* ЗАДАНИЕ *
Подхватите текст о ядерных исследованиях в нацистской Германии и продолжите его сразу после последнего приведённого предложения.

**** ИЗВЛЕЧЁННЫЙ ТЕКСТ

Если бы такая бомба существовала, размышлял впоследствии Шпеер, Гитлер без малейших колебаний воспользовался бы ею. В сентябре 1939 г., просматривая кинохронику о бомбардировке Варшавы, завершавшейся кадрами с пикирующим бомбардировщиком на фоне карты Великобритании, Гитлер обронил Шпееру: «Вот что их ожидает! Вот так мы их и уничтожим!» В рамках предоставленного Шпеером финансирования Гейзенберг и его группа создали циклотрон, на котором летом 1944 г. был успешно проведен эксперимент по расщеплению атомного ядра. Но для дальнейших опытов не хватало урана, поскольку с 1943 г., когда поставки вольфрама из Португалии были перекрыты, все имевшиеся резервы этого металла шли на изготовление сердечников бронебойных снарядов
[1506]. Кроме того, обычная внутриведомственная свара за распределение средств не позволяла сосредоточить все необходимые ресурсы в одном месте. Тем более что кроме группы ученых под руководством Гейзенберга существовала и еще одна. Возглавлял ее молодой физик Манфред фон Арденне при поддержке (как ни удивительно) имперского министра почт Вильгельма Онезорге. Друг министра и личный фотограф фюрера Генрих Гофман убедил Гитлера лично поинтересоваться ходом исследований. Арденне помогал военный, физик по образованию, Курт Дибнер, а группа состояла из сотни ученых, рассеянных по 17 различным учреждениям. Они добились определенных успехов при разработке тактического ядерного оружия, в отличие от бомбы Гейзенберга, использовавшего обогащенный плутоний. Однако последующие утверждения о том, что группа Арденне провела успешные испытания на острове Рюген в Балтийском море в октябре 1944 г. и затем 3 и 12 марта 1945 г. в Тюрингии, были восприняты историками с изрядной долей скептицизма. При производстве этого оружия также использовался труд заключенных концлагерей, и за время строительства полигона (к марту 1945 г.) погибло несколько сотен человек. Добились Арденне с Дибнером положительных сдвигов или нет, уже роли не играло: к тому времени необходимое количество как урана, так и плутония было недоступно
[1507]. Покровительство Гитлера также почти не ощущалось, потому что в глубине души он продолжал считать ядерную физику «еврейской наукой», равно как и министр образования, который попросту игнорировал исследования в этой области. Но даже если бы финансы, рабочая сила и все необходимые компоненты и были бы доступны, времени все равно не оставалось. Германия не обладала ресурсами, даже отдаленно сравнимыми с теми, которые на создание атомного оружия направляли США, но даже американцы завершили разработку бомбы лишь в 1945 г., причем прежде чем страна получила принципиально новое оружие, Манхэттенский проект поглотил не один миллиард долларов, усилия множества ученых и гигантские объемы сырья
[1508].

********
**** МАТЕРИАЛ

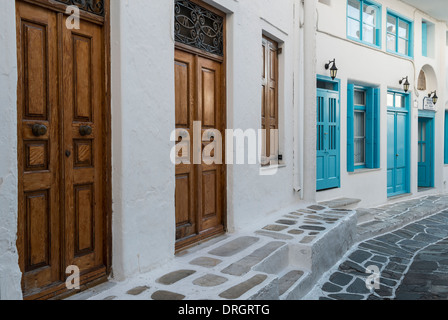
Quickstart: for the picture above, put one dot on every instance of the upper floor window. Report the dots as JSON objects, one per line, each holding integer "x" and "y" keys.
{"x": 364, "y": 22}
{"x": 363, "y": 127}
{"x": 399, "y": 35}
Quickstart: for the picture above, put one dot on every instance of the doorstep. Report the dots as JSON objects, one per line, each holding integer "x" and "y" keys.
{"x": 280, "y": 259}
{"x": 373, "y": 222}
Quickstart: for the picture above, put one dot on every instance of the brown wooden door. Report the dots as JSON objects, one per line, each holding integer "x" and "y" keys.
{"x": 62, "y": 209}
{"x": 200, "y": 188}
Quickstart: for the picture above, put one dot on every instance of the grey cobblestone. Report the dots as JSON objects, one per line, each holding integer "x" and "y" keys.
{"x": 412, "y": 262}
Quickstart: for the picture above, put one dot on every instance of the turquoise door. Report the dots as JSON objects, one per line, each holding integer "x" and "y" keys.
{"x": 425, "y": 152}
{"x": 397, "y": 145}
{"x": 328, "y": 154}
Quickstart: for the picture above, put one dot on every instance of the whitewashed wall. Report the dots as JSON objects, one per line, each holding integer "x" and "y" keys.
{"x": 143, "y": 117}
{"x": 10, "y": 274}
{"x": 366, "y": 65}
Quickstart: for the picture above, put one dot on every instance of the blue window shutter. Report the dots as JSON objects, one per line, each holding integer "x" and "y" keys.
{"x": 446, "y": 137}
{"x": 370, "y": 128}
{"x": 424, "y": 39}
{"x": 376, "y": 125}
{"x": 350, "y": 128}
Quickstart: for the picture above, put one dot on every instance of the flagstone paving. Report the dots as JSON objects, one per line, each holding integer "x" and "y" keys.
{"x": 255, "y": 264}
{"x": 412, "y": 264}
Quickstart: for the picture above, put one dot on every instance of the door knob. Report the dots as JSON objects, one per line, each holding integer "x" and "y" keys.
{"x": 39, "y": 130}
{"x": 85, "y": 131}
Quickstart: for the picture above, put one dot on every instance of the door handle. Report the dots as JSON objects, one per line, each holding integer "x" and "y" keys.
{"x": 85, "y": 131}
{"x": 39, "y": 130}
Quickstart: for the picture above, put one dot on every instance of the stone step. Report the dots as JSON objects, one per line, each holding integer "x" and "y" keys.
{"x": 293, "y": 283}
{"x": 365, "y": 215}
{"x": 341, "y": 203}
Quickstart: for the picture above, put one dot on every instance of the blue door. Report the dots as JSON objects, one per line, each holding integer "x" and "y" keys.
{"x": 397, "y": 144}
{"x": 425, "y": 152}
{"x": 328, "y": 172}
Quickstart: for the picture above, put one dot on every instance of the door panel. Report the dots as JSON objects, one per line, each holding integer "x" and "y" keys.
{"x": 38, "y": 156}
{"x": 328, "y": 171}
{"x": 397, "y": 153}
{"x": 425, "y": 152}
{"x": 186, "y": 220}
{"x": 83, "y": 105}
{"x": 61, "y": 150}
{"x": 200, "y": 186}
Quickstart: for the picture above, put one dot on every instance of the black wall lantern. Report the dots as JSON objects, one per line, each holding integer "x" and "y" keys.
{"x": 434, "y": 97}
{"x": 333, "y": 69}
{"x": 405, "y": 84}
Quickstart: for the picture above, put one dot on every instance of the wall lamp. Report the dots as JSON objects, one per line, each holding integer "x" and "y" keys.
{"x": 405, "y": 84}
{"x": 434, "y": 97}
{"x": 333, "y": 69}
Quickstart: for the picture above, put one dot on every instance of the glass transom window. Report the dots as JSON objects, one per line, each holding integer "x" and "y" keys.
{"x": 398, "y": 35}
{"x": 364, "y": 21}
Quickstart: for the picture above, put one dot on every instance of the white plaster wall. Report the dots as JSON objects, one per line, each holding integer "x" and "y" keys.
{"x": 10, "y": 274}
{"x": 142, "y": 120}
{"x": 375, "y": 67}
{"x": 252, "y": 196}
{"x": 143, "y": 117}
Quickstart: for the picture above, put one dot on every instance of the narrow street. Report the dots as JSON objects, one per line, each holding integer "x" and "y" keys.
{"x": 412, "y": 264}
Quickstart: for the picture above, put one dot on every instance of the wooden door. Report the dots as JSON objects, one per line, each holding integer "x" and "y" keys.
{"x": 200, "y": 187}
{"x": 62, "y": 168}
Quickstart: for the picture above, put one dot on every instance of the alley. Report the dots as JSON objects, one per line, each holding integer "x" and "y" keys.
{"x": 412, "y": 263}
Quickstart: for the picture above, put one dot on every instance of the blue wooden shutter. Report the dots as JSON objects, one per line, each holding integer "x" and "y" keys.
{"x": 370, "y": 128}
{"x": 446, "y": 137}
{"x": 350, "y": 128}
{"x": 424, "y": 39}
{"x": 376, "y": 126}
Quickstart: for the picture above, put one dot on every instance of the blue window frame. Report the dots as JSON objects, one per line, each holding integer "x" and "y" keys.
{"x": 399, "y": 35}
{"x": 363, "y": 127}
{"x": 364, "y": 22}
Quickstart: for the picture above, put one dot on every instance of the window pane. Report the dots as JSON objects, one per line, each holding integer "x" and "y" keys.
{"x": 369, "y": 15}
{"x": 391, "y": 24}
{"x": 360, "y": 98}
{"x": 353, "y": 28}
{"x": 359, "y": 124}
{"x": 391, "y": 43}
{"x": 399, "y": 101}
{"x": 390, "y": 99}
{"x": 423, "y": 131}
{"x": 403, "y": 46}
{"x": 403, "y": 29}
{"x": 354, "y": 7}
{"x": 359, "y": 149}
{"x": 369, "y": 34}
{"x": 423, "y": 153}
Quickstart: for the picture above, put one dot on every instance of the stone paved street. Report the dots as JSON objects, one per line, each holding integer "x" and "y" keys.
{"x": 321, "y": 248}
{"x": 412, "y": 263}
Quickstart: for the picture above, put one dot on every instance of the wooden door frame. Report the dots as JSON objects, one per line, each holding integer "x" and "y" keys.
{"x": 223, "y": 61}
{"x": 59, "y": 291}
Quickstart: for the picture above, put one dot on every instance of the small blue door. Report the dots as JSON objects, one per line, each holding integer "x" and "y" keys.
{"x": 397, "y": 144}
{"x": 328, "y": 172}
{"x": 425, "y": 152}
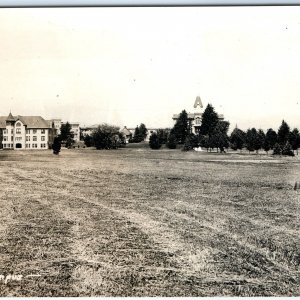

********

* ОТВЕТ *
Потенциально не менее опасными были и нервно-паралитические газы, разработанные концерном «ИГ Фарбсн». В 1938 г. ученые этого предприятия Шрадер, Амброс, Рюдигер и Ван дер Линде синтезировали весьма ядовитое органофосфорное соединение, которое по буквам своих фамилий назвали «Зарин». Как директор концерна и глава особого комитета Министерства вооружений, ответственного за боевые газы, Амброс занял особенно радикальную позицию в пользу дальнейшей разработки химических средств поражения. В их число входил уже готовый к производству табун, а также зоман, синтезированный в начале 1944 г. в Химическом институте кайзера Вильгельма под руководством Рихарда Куна. В 1942 г. промышленное производство зарина и табуна началось на одном из химических предприятий севернее Бреслау (Вроцлава). Уже к июню 1944 г. было синтезировано 12 000 тонн табуна. Нервно-паралитические газы испытывались на животных и, предположительно, на узниках концлагерей, однако неопровержимых доказательств тому нет. Вместе с тем возникли серьезные проблемы, которые предстояло решить перед запуском в серийное производство боевых отравляющих веществ. На стадии разработки боевые отравляющие вещества нервно-паралитического действия, смертельно опасные даже при попадании минимальных доз на кожу, вызвали судороги и другие симптомы отравления у более чем 300 рабочих (большинство из них трудилось принудительно), а также унесли жизни не менее 10 человек. Но глава Германского трудового фронта Роберт Лей, по образованию химик, пришел в восторг от этого нового оружия. Альберт Шпеер вспоминал, как однажды за неизменным бокалом крепкого вина, захлебываясь от восторга, Лей произнес: «Знаешь, я слышал, теперь у нас появился новый отравляющий газ. Фюрер должен его использовать. Просто обязан! Если не сейчас, то когда?! Это наш последний шанс! И ты должен убедить его, что час настал». Гитлер всерьез обдумывал идею использовать газ против Красной Армии. Но Шпеер знал, что заводы, производившие основные компоненты, настолько сильно пострадали от бомбежек, что реализовать эту идею было невозможно
[1509].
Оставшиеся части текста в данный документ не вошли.